[[ PAGE EXTRACT open ]]
SDSU History Professor Receives $30,000 Fellowship from National Humanities Center
San Diego State University history professor David Christian received the $30,000 Donnelley Family Fellowship from the National Humanities Center in order to study inner Eurasian history.
"David's study in inner Eurasian history is well-regarded in his field," said Paul Wong, dean of SDSU's College of Arts and Letters. "His achievement points to the caliber of faculty that we have in the College of Arts and Letters and we congratulate him on his achievement."
During a planned six-month leave of absence from SDSU beginning in January 2007, Christian will research the history of inner Eurasia, which comprises Russia, Central Asia and Mongolia. He has already completed a first volume on the history of this region and will use the fellowship to begin work on a second volume. When completed, the second volume will survey the entire era from the rule of the Mongol Empire to the collapse of the Soviet Union.
"This fellowship will allow me to fully immerse myself in inner Eurasian history," Christian said. "With the time to dedicate to this research, I hope to demonstrate its connections with other cultures throughout Asia and Europe, and to illustrate how Russia came to dominate the region."
Christian, a historian of Russia and the Soviet Union, has written on the social and material history of the 19th century Russian peasantry and a text book history of modern Russia, as well as his first volume on the history of inner Eurasia. In 1989, he began teaching courses on "big history," surveying the past on the largest possible scales, including those of biology and astronomy. In 2004, he published the first text on big history, "Maps of Time," which won the 2005 World History Association award for the best book in world history published that year.
[[ PAGE EXTRACT closed ]]
[[ COLLECTED DATA open ]]
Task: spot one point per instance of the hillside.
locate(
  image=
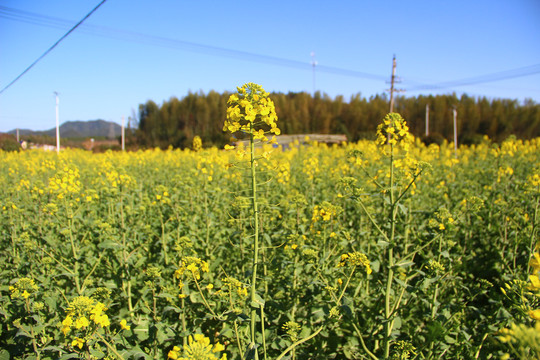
[[ COLLECTED DATA closed ]]
* _QUESTIONS ON THE MATERIAL_:
- a) Translate this sentence from the fellowship article into Spanish: "He has already completed a first volume on the history of this region and will use the fellowship to begin work on a second volume."
- b) According to the fellowship article, what does Christian say the fellowship will let him do, and what does he hope that time will accomplish?
- c) Continue the fellowship article from its last sentence.

* _EXERCISE RESULTS_:
- a) Ya ha terminado un primer volumen sobre la historia de esta región y usará la beca para comenzar a trabajar en un segundo volumen.

- b) Christian says the fellowship will let him fully immerse himself in inner Eurasian history by giving him time to dedicate to the research. With that time, he hopes to show its connections with other cultures throughout Asia and Europe and to illustrate how Russia came to dominate the region.

- c)
The Donnelley Family Fellowship, endowed by Strachan Donnelley, trustee emeritus of the National Humanities Center, is awarded annually to a scholar working at the intersection of nature, the environment and the humanities. The National Humanities Center awards more than $1.4 million in fellowship grants that enable scholars to take leave from their normal academic duties and pursue research at the Center.
Located in the Research Triangle Park of North Carolina, the Center is a privately incorporated independent institute for advanced study in the humanities. Since 1978, it has awarded fellowships to leading scholars in the humanities, whose work at the Center has resulted in the publication of more than 900 books in all fields of humanistic study. The Center also sponsors programs to strengthen the teaching of the humanities in secondary and higher education.